::: Provided data
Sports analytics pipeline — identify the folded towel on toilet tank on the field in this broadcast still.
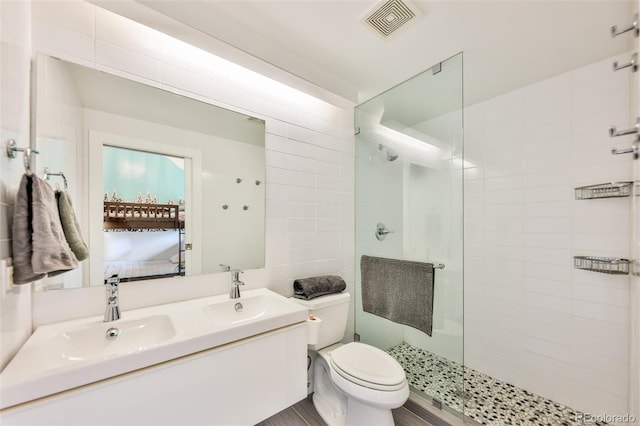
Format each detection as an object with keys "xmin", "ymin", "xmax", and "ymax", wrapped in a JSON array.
[{"xmin": 293, "ymin": 275, "xmax": 347, "ymax": 300}]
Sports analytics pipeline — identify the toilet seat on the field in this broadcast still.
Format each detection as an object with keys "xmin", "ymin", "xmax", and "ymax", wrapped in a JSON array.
[{"xmin": 329, "ymin": 342, "xmax": 407, "ymax": 391}]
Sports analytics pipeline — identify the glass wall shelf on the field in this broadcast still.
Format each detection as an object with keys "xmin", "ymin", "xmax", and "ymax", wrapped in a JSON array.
[
  {"xmin": 575, "ymin": 182, "xmax": 633, "ymax": 200},
  {"xmin": 573, "ymin": 256, "xmax": 629, "ymax": 275}
]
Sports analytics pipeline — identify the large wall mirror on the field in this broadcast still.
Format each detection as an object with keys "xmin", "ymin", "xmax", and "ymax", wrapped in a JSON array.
[{"xmin": 33, "ymin": 54, "xmax": 265, "ymax": 290}]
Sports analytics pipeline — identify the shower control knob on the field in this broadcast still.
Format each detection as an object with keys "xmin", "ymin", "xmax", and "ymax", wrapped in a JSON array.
[{"xmin": 376, "ymin": 223, "xmax": 395, "ymax": 241}]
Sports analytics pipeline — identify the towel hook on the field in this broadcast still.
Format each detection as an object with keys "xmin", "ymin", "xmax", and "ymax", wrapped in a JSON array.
[
  {"xmin": 7, "ymin": 139, "xmax": 40, "ymax": 175},
  {"xmin": 44, "ymin": 167, "xmax": 69, "ymax": 191}
]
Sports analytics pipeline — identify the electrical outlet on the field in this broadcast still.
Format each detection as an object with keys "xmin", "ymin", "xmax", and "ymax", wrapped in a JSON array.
[{"xmin": 0, "ymin": 257, "xmax": 13, "ymax": 296}]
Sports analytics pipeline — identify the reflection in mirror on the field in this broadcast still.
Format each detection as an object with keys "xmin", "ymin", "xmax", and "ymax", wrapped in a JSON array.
[
  {"xmin": 102, "ymin": 146, "xmax": 185, "ymax": 282},
  {"xmin": 34, "ymin": 51, "xmax": 265, "ymax": 290}
]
::::::
→ Exercise goal
Reproduce all of the rows above word for word, omitting the picture.

→ Problem solution
Sports analytics pipeline — identify the folded towel on toilet tank on the field in this broadcast still.
Format each detection as an object with keys "xmin", "ymin", "xmax", and "ymax", wrapped in a JSON array.
[{"xmin": 293, "ymin": 275, "xmax": 347, "ymax": 300}]
Sports analytics pipeline — identify the toilet seat on the field in this broadcast still.
Format each detection as an object with keys "xmin", "ymin", "xmax", and "ymax", wrapped in a JSON array.
[{"xmin": 329, "ymin": 342, "xmax": 407, "ymax": 391}]
Sports analytics pipeline — identify the glass wall shelf on the field in this broadcast still.
Format each detection as an object with keys "xmin", "ymin", "xmax", and "ymax", wrapped in a JSON array.
[
  {"xmin": 575, "ymin": 182, "xmax": 633, "ymax": 200},
  {"xmin": 573, "ymin": 256, "xmax": 629, "ymax": 275}
]
Sports analytics pipeline — identify the large wall mirror on the field in this broadcast still.
Format each detection as an object with keys "xmin", "ymin", "xmax", and "ymax", wrapped in a JSON array.
[{"xmin": 33, "ymin": 54, "xmax": 265, "ymax": 290}]
Sports analytics pipeline — identify the shower control knob on the field in this broadcast still.
Format each detection as an object with keys "xmin", "ymin", "xmax", and "ymax", wrapped in a JSON array.
[{"xmin": 376, "ymin": 223, "xmax": 395, "ymax": 241}]
Sports analytics pipeline — identify the towel hook on the field in this broadcast still.
Format each detection as an object with keys "xmin", "ymin", "xmax", and "ymax", wrapped in a JSON array.
[
  {"xmin": 7, "ymin": 139, "xmax": 40, "ymax": 175},
  {"xmin": 44, "ymin": 167, "xmax": 69, "ymax": 191}
]
Sports analytics pipeline — identify the electrical outlet on the field in this broadcast still.
Format each detection as an object with keys "xmin", "ymin", "xmax", and "ymax", wrapped in a JSON array.
[{"xmin": 0, "ymin": 257, "xmax": 13, "ymax": 296}]
Sports analytics pipeline — identify the reflection in mirror on the field in this broadcast still.
Format each detection as an object with keys "xmin", "ymin", "xmax", and "ymax", wrapped in a JSON array.
[
  {"xmin": 102, "ymin": 146, "xmax": 185, "ymax": 282},
  {"xmin": 34, "ymin": 51, "xmax": 265, "ymax": 290}
]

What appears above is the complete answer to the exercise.